Dataset records:
----------------

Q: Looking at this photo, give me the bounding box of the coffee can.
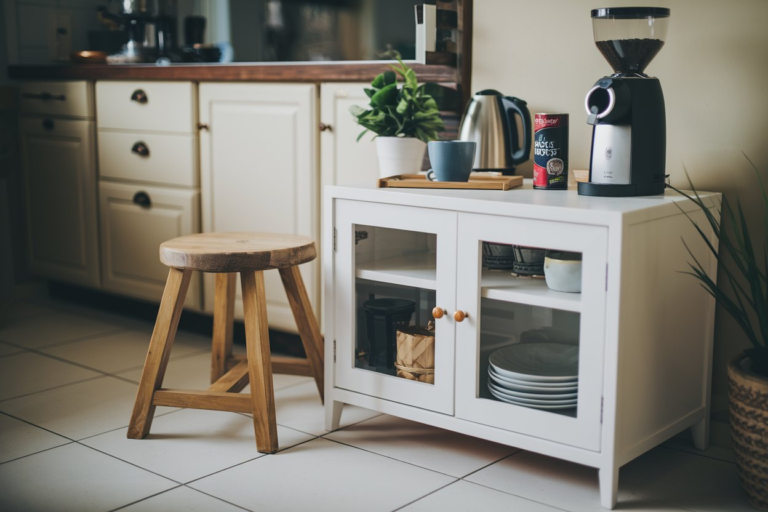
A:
[533,113,569,189]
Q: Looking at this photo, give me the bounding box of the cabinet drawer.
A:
[20,81,93,118]
[98,131,197,187]
[99,181,201,308]
[96,81,195,133]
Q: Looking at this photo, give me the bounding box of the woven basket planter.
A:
[395,326,435,384]
[728,352,768,511]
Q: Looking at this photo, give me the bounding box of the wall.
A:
[473,0,768,445]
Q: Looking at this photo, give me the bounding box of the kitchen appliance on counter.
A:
[578,7,670,197]
[458,90,532,175]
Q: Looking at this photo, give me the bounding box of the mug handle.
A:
[426,169,436,181]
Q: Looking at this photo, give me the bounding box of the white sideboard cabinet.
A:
[323,182,719,509]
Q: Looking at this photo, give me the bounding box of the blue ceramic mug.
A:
[426,141,477,182]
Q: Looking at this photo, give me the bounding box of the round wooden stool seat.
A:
[159,232,317,273]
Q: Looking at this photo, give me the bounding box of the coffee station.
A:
[5,1,760,511]
[323,7,719,510]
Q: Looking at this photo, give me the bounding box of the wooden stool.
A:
[127,232,323,453]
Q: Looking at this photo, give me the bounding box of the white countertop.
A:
[325,179,719,227]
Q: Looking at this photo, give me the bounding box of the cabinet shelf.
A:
[481,270,582,312]
[355,253,437,289]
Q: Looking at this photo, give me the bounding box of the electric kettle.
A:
[458,90,532,175]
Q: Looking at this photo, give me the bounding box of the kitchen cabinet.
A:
[96,80,201,308]
[199,83,319,332]
[20,82,100,288]
[324,182,719,509]
[320,83,380,188]
[99,181,201,308]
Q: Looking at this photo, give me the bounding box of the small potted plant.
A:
[350,59,445,178]
[673,157,767,511]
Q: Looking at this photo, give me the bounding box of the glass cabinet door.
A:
[333,200,458,414]
[455,213,608,451]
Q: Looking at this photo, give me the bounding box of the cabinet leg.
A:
[599,466,618,510]
[691,417,710,451]
[325,400,344,432]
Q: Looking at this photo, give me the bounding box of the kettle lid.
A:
[476,89,503,96]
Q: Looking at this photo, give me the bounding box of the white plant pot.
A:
[375,137,426,178]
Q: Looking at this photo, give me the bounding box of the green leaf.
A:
[349,105,367,118]
[371,83,398,108]
[364,88,376,99]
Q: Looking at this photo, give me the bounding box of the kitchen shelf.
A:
[480,270,582,312]
[355,253,437,290]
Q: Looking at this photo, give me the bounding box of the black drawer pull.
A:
[42,119,54,130]
[132,191,151,208]
[131,141,150,157]
[130,89,148,103]
[22,92,66,101]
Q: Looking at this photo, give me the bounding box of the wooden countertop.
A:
[8,62,458,83]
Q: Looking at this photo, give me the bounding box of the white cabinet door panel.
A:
[199,83,318,332]
[455,213,608,451]
[320,83,380,188]
[21,116,100,287]
[99,181,201,308]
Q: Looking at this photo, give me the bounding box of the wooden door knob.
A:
[432,307,446,319]
[454,310,468,322]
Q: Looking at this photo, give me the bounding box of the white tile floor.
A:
[0,297,753,512]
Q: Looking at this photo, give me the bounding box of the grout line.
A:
[75,442,184,485]
[182,455,268,486]
[455,480,573,512]
[0,410,77,442]
[183,434,322,487]
[658,444,736,465]
[75,408,184,442]
[108,485,184,512]
[0,374,107,403]
[8,326,132,351]
[0,441,76,466]
[391,478,460,512]
[460,449,521,480]
[321,436,460,479]
[20,348,120,377]
[318,412,385,437]
[182,486,255,512]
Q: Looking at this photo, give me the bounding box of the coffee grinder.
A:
[578,7,670,197]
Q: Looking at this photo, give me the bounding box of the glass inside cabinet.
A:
[353,225,438,385]
[333,200,457,414]
[477,243,583,417]
[478,298,580,417]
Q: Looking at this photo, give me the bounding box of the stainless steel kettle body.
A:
[459,90,532,174]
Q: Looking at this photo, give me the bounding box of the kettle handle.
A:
[501,96,532,166]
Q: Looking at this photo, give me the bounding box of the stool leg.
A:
[211,273,237,384]
[128,268,192,439]
[279,265,325,402]
[241,270,278,453]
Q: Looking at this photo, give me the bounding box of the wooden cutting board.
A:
[378,174,523,191]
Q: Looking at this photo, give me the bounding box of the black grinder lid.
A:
[591,7,670,18]
[363,298,416,316]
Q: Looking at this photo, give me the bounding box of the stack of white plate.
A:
[487,343,578,410]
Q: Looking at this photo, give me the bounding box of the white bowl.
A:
[544,257,582,293]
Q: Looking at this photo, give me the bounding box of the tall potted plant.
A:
[350,59,444,178]
[672,158,767,511]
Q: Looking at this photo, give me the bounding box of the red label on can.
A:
[533,114,569,189]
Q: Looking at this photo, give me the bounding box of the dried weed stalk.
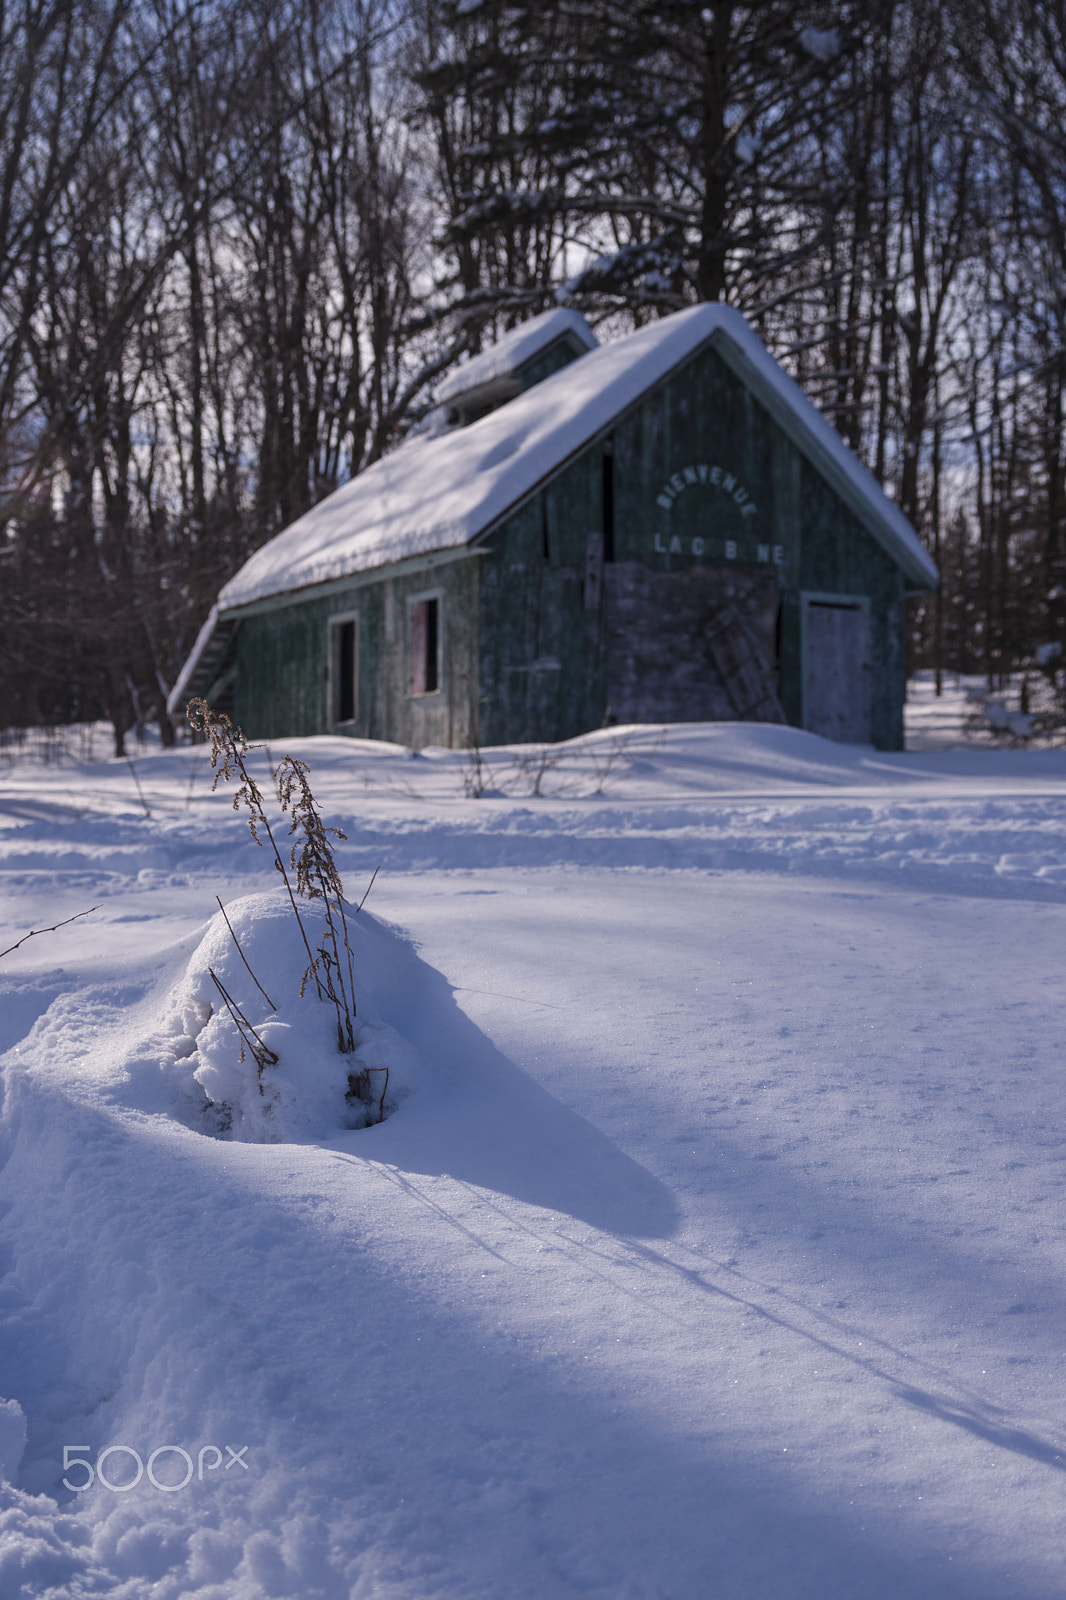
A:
[216,895,275,1011]
[583,728,644,793]
[462,729,511,799]
[276,754,357,1056]
[187,699,386,1123]
[187,698,320,994]
[511,744,575,797]
[460,727,651,801]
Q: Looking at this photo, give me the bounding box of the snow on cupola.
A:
[435,308,597,426]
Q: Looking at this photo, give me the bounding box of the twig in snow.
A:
[208,966,278,1084]
[215,896,275,1010]
[183,758,200,811]
[0,905,99,961]
[356,865,380,913]
[126,756,151,817]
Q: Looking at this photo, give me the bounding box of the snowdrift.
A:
[165,894,430,1142]
[3,721,1066,1598]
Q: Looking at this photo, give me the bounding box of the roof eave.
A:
[217,540,486,623]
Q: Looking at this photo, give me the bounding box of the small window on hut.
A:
[409,596,441,695]
[331,616,358,724]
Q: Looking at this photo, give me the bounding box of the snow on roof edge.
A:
[214,316,702,613]
[166,603,219,718]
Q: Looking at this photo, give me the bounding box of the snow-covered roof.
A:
[224,303,935,606]
[170,304,936,712]
[435,308,597,405]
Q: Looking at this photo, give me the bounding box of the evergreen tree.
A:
[415,0,863,330]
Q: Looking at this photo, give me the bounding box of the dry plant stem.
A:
[186,699,322,999]
[187,700,381,1117]
[584,729,645,794]
[126,756,151,818]
[208,967,278,1082]
[215,896,275,1010]
[514,745,566,796]
[463,743,503,798]
[276,753,356,1054]
[337,894,358,1033]
[274,850,322,997]
[183,759,199,811]
[463,743,511,798]
[0,905,99,961]
[466,741,484,797]
[463,713,493,799]
[356,865,380,913]
[316,885,353,1052]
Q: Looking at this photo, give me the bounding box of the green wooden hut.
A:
[170,304,937,751]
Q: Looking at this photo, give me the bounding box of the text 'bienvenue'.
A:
[656,463,759,517]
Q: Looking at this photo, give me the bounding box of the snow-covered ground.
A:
[905,671,1043,750]
[1,713,1065,1599]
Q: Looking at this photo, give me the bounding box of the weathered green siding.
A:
[793,457,907,749]
[231,553,480,748]
[477,451,603,745]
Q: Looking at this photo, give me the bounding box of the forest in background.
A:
[1,0,1064,752]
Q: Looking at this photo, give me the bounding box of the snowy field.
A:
[1,706,1066,1599]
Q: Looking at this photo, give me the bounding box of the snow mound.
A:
[166,894,429,1142]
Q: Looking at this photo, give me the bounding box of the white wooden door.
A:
[805,600,871,743]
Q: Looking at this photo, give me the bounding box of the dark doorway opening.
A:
[410,597,440,695]
[333,618,358,723]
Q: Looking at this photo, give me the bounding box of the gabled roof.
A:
[169,304,936,714]
[435,307,597,406]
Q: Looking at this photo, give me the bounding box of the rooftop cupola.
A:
[436,308,598,426]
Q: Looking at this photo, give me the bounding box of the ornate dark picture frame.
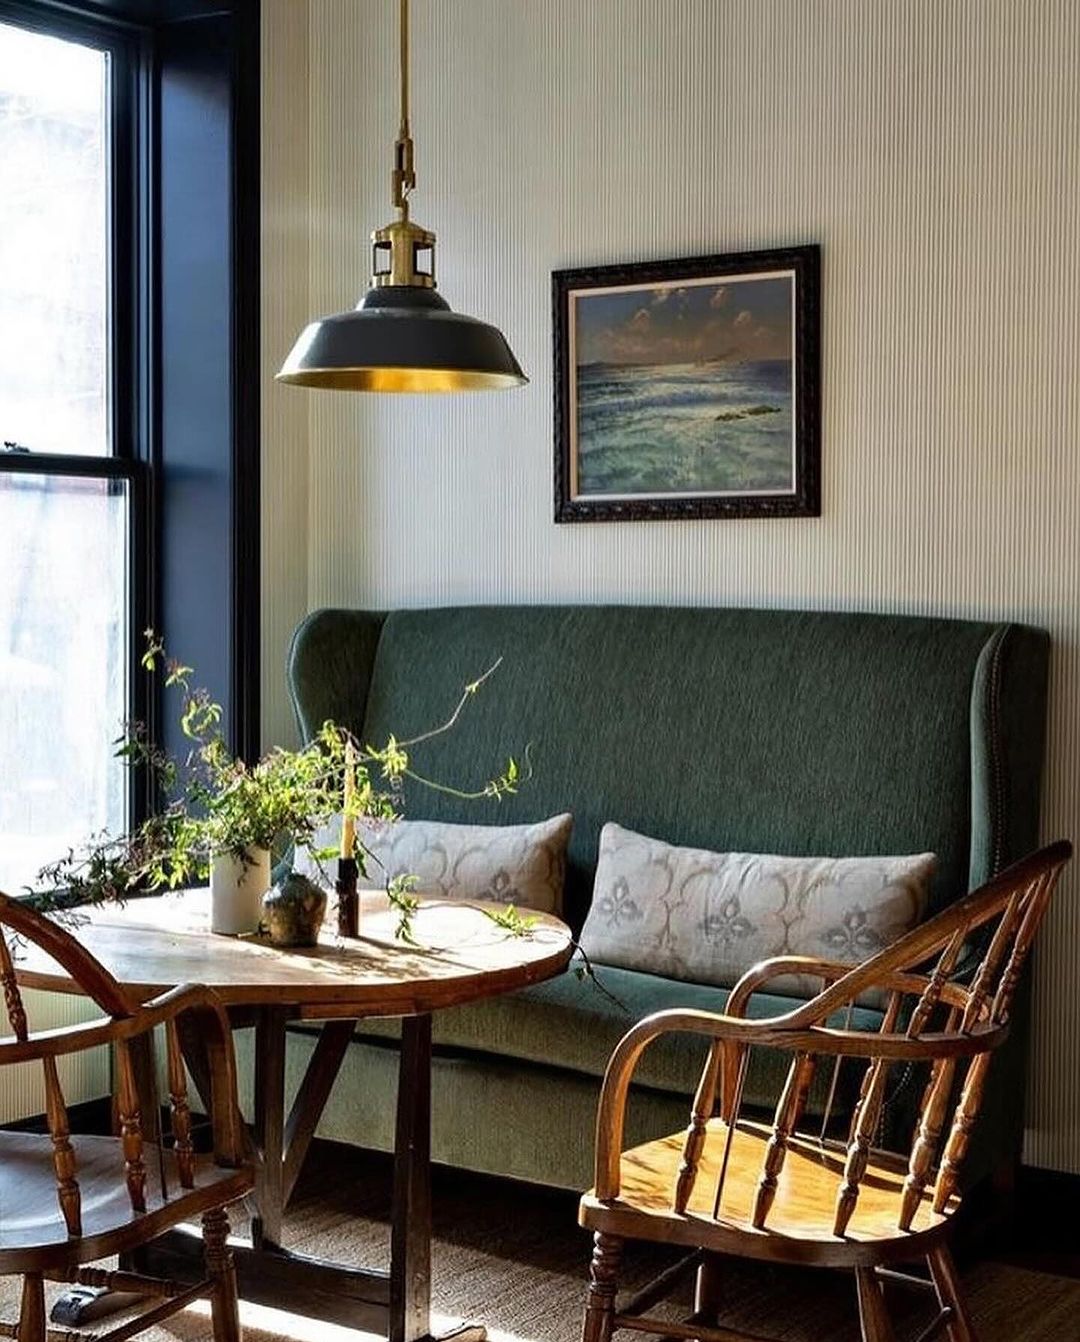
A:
[553,246,821,523]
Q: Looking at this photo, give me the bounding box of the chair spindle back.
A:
[0,891,204,1235]
[675,843,1070,1235]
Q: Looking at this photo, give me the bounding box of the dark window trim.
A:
[153,4,260,765]
[228,0,261,763]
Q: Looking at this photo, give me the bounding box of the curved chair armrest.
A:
[129,982,226,1030]
[726,957,972,1023]
[0,1014,139,1064]
[0,983,237,1055]
[0,983,228,1064]
[726,957,856,1019]
[592,1007,1008,1200]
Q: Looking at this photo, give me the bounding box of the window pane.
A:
[0,23,109,457]
[0,473,129,894]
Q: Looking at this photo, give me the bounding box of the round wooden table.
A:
[17,889,574,1342]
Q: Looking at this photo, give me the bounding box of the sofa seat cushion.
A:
[312,963,882,1115]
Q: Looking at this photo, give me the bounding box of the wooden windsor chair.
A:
[0,891,254,1342]
[578,840,1072,1342]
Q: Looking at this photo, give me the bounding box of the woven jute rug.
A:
[2,1145,1076,1342]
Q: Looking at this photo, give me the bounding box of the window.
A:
[0,23,109,457]
[0,0,259,902]
[0,15,141,896]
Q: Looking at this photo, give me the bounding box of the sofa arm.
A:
[287,608,387,742]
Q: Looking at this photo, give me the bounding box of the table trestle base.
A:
[137,1224,394,1333]
[152,1011,443,1341]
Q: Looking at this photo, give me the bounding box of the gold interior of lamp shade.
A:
[275,366,527,392]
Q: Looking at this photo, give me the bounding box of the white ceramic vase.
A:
[210,846,271,935]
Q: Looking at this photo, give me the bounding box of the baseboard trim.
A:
[1,1095,113,1135]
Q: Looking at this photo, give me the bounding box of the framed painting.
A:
[553,246,820,522]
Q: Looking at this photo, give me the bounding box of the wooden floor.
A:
[1,1141,1078,1341]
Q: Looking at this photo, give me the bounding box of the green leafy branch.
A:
[482,903,538,937]
[28,634,532,949]
[386,874,421,943]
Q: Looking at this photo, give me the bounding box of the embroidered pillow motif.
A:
[299,814,572,915]
[579,823,935,996]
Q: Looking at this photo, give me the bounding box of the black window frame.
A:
[0,0,260,836]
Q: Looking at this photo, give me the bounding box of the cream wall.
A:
[261,0,1080,1171]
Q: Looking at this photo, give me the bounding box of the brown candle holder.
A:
[335,857,359,938]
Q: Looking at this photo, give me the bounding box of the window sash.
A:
[0,2,152,838]
[0,0,149,470]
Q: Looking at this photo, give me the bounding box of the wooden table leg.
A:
[252,1007,288,1248]
[176,1008,216,1113]
[391,1015,433,1342]
[127,1032,162,1143]
[282,1019,356,1204]
[391,1015,485,1342]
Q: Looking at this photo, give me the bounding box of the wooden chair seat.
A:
[581,1118,959,1267]
[0,1132,252,1274]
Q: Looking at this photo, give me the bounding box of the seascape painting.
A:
[553,249,820,522]
[574,274,794,496]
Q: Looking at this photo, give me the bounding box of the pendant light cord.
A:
[400,0,409,134]
[393,0,416,216]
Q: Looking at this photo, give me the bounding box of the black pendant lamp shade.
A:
[278,0,526,394]
[278,286,526,393]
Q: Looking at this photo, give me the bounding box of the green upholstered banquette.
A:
[262,605,1049,1191]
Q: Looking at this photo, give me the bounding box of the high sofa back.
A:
[288,605,1050,932]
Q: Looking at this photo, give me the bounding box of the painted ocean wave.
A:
[575,359,794,495]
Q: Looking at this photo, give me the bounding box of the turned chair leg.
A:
[582,1232,623,1342]
[927,1245,978,1342]
[855,1267,896,1342]
[18,1274,45,1342]
[203,1206,242,1342]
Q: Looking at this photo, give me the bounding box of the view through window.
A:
[0,20,130,895]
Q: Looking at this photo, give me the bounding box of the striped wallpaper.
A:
[261,0,1080,1171]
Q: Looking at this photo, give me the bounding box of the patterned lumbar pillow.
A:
[358,814,573,915]
[299,813,573,915]
[579,822,935,996]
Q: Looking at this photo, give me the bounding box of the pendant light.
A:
[277,0,526,392]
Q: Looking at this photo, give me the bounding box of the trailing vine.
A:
[28,632,528,945]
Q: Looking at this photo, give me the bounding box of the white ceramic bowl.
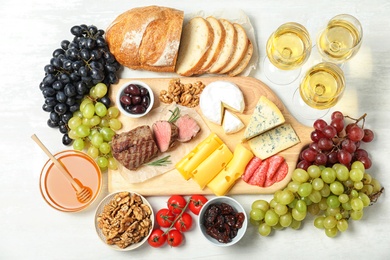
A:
[94,191,154,251]
[116,80,154,118]
[198,196,248,247]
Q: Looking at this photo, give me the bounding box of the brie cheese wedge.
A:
[222,110,245,134]
[199,81,245,125]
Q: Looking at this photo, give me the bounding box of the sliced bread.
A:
[175,17,214,76]
[219,23,249,74]
[207,19,237,74]
[196,17,226,74]
[228,39,253,77]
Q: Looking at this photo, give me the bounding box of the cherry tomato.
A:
[189,195,208,215]
[167,195,187,215]
[156,208,175,228]
[148,229,166,248]
[167,229,183,247]
[174,212,193,232]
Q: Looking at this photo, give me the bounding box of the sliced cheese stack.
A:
[199,81,245,134]
[207,143,254,196]
[191,143,233,189]
[176,16,253,77]
[175,133,253,196]
[243,95,300,159]
[175,133,223,180]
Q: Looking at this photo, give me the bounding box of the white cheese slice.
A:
[200,81,245,125]
[248,123,300,159]
[243,95,285,141]
[222,110,245,134]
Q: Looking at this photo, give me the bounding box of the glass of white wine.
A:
[317,14,363,64]
[263,22,312,85]
[292,62,345,119]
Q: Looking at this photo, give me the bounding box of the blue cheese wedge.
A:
[243,96,285,141]
[248,123,300,159]
[222,110,245,134]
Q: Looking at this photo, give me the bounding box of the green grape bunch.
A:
[249,112,384,238]
[68,83,122,170]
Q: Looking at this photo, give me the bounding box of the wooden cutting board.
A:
[108,76,312,196]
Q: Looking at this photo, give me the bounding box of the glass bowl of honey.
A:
[39,150,102,212]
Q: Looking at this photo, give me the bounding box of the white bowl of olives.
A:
[116,80,154,118]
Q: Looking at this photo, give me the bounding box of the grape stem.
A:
[369,187,385,205]
[345,113,367,128]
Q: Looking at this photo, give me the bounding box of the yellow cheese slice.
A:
[191,143,233,189]
[175,133,223,180]
[243,96,285,141]
[207,143,254,196]
[248,123,300,159]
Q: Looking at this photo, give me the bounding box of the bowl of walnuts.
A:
[94,191,154,251]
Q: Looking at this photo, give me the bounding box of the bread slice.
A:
[207,19,237,74]
[228,39,253,77]
[175,17,214,76]
[219,23,249,74]
[196,17,226,74]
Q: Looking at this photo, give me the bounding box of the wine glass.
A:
[292,62,345,119]
[263,22,312,85]
[317,14,363,64]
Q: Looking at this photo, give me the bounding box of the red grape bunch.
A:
[297,111,374,170]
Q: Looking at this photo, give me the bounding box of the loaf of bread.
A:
[105,6,184,72]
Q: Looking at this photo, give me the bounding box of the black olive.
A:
[125,84,141,95]
[141,95,150,108]
[139,86,149,96]
[120,95,132,106]
[131,95,142,105]
[130,105,146,114]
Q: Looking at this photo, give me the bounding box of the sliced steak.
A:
[175,114,201,142]
[111,125,159,170]
[152,120,179,152]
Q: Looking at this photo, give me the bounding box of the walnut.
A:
[96,192,152,249]
[159,78,205,107]
[180,93,193,106]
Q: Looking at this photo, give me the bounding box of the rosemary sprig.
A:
[168,107,181,123]
[147,155,172,167]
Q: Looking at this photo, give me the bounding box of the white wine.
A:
[317,14,362,63]
[266,22,312,70]
[299,62,345,110]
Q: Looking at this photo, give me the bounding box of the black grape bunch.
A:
[38,24,121,145]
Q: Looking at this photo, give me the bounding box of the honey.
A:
[40,150,102,212]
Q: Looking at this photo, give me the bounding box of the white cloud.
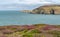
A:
[0,0,59,5]
[0,0,60,10]
[17,0,52,5]
[0,0,19,5]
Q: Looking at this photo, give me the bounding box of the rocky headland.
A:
[21,10,32,13]
[0,24,60,37]
[31,4,60,14]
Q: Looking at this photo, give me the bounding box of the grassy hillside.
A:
[0,24,60,37]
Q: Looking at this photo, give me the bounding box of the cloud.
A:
[0,0,52,5]
[18,0,52,5]
[0,0,60,10]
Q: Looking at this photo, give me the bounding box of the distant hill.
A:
[32,4,60,14]
[21,10,32,13]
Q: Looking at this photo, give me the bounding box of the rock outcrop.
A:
[21,10,32,13]
[32,5,60,14]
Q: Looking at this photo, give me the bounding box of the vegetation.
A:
[0,24,60,37]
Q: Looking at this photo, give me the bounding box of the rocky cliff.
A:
[32,5,60,14]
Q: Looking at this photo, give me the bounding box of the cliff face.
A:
[32,5,60,14]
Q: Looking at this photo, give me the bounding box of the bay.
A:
[0,11,60,26]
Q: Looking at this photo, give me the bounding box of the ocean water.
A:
[0,11,60,26]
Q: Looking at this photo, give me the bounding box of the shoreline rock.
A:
[21,10,32,13]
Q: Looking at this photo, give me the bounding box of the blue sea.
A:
[0,11,60,26]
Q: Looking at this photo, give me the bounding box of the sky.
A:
[0,0,60,10]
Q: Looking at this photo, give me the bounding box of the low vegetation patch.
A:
[0,24,60,37]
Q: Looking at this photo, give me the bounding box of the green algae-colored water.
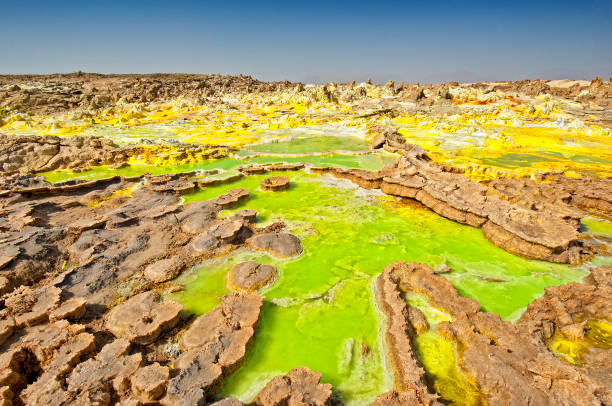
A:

----------------

Work order:
Write out only the lines that run from the line containing "chair spindle back." through the line containing "table trestle base.", both included, exactly as they appear above.

Task answer:
Q: Looking at this photo, give me the bounding box of the chair spindle back.
A:
[0,891,204,1235]
[675,843,1070,1235]
Q: Looking at this photo, give me the bounding box of the dark window trim.
A:
[153,4,260,765]
[228,0,261,763]
Q: Looking at this photo, give me the bounding box of the curved chair armrest.
A:
[129,982,226,1030]
[726,957,972,1023]
[0,1014,139,1064]
[0,983,237,1055]
[0,983,228,1064]
[726,957,856,1019]
[592,1007,1008,1200]
Q: Looking at this photo, give me the bounding box of the window pane.
A:
[0,23,109,457]
[0,473,129,894]
Q: Looking at this photo, give me the bounding box of the round wooden table.
A:
[17,889,574,1342]
Q: Looking at this photo, give me the bounding box of the sofa seat cushion.
A:
[312,963,882,1115]
Q: Looking at this photo, give me the bounding box of the wooden windsor chair.
A:
[0,891,254,1342]
[578,840,1072,1342]
Q: Looking at this photo, give me the bounding box of the woven jute rug.
A:
[2,1145,1076,1342]
Q: Looking at this photo, give me the bounding box of the window.
A:
[0,23,109,457]
[0,0,259,902]
[0,15,141,896]
Q: Looking at this photo, give me the bounding box of the sofa arm.
A:
[287,608,387,742]
Q: Looking at this photo, give me the bounding box of the table trestle base.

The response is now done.